**Exercise details**
Repeat every one of the lines below word for word, in the same order.
>> start
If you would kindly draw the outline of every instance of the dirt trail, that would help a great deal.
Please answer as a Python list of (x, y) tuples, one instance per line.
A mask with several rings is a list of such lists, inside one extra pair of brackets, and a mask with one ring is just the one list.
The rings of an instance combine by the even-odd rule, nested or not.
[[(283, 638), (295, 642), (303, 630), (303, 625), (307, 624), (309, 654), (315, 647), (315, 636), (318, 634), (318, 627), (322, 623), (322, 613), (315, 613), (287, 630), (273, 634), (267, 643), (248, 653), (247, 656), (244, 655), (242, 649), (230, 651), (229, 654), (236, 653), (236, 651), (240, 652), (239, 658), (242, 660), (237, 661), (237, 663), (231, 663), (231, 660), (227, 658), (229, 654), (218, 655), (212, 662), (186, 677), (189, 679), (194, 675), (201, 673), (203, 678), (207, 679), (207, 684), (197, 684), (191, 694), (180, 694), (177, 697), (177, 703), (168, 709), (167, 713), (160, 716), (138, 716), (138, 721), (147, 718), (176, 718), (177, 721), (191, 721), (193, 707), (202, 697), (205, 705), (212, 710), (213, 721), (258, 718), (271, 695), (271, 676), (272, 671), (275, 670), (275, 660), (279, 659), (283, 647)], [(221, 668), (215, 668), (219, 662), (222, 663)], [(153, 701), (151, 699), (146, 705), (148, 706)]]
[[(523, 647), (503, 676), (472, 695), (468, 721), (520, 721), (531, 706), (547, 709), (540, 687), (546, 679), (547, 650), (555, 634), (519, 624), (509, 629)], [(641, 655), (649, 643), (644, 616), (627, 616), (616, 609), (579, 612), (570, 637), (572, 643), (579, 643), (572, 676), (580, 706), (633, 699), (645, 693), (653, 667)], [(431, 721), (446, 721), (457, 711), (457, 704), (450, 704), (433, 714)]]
>> end
**The output**
If you would kindly draw the outline of every instance of the dirt trail, that would help a great deal.
Please answer as a Python list of (x, y) tuples, one instance per line.
A mask with several rings is a list of such lists, inside one extra pair of brackets, and a mask with one ring is just the one list.
The rings of an instance combine by the even-odd rule, nested or not.
[[(283, 638), (295, 642), (303, 630), (303, 625), (307, 624), (309, 654), (315, 647), (315, 636), (318, 634), (318, 627), (322, 623), (322, 613), (315, 613), (287, 630), (273, 634), (267, 643), (248, 653), (247, 656), (244, 655), (242, 649), (230, 651), (229, 654), (236, 653), (236, 651), (240, 652), (239, 658), (242, 660), (237, 661), (237, 663), (231, 663), (231, 660), (227, 658), (229, 654), (218, 655), (212, 662), (186, 677), (189, 679), (194, 675), (201, 673), (203, 678), (207, 679), (207, 684), (197, 684), (191, 694), (180, 694), (177, 697), (177, 703), (168, 709), (167, 713), (160, 716), (138, 716), (138, 721), (147, 718), (176, 718), (177, 721), (191, 721), (193, 707), (202, 697), (205, 705), (212, 710), (213, 721), (258, 718), (271, 695), (271, 676), (272, 671), (275, 670), (275, 660), (279, 659), (283, 647)], [(221, 668), (215, 668), (219, 662), (222, 663)], [(153, 701), (151, 699), (146, 705), (148, 706)]]
[[(523, 647), (503, 676), (472, 695), (468, 721), (520, 721), (531, 706), (547, 709), (540, 687), (546, 679), (547, 650), (555, 634), (519, 624), (509, 629)], [(641, 655), (649, 643), (644, 616), (627, 616), (616, 609), (579, 612), (570, 637), (572, 643), (579, 643), (572, 676), (580, 706), (633, 699), (645, 693), (653, 667)], [(431, 721), (446, 721), (457, 711), (457, 704), (450, 704), (433, 714)]]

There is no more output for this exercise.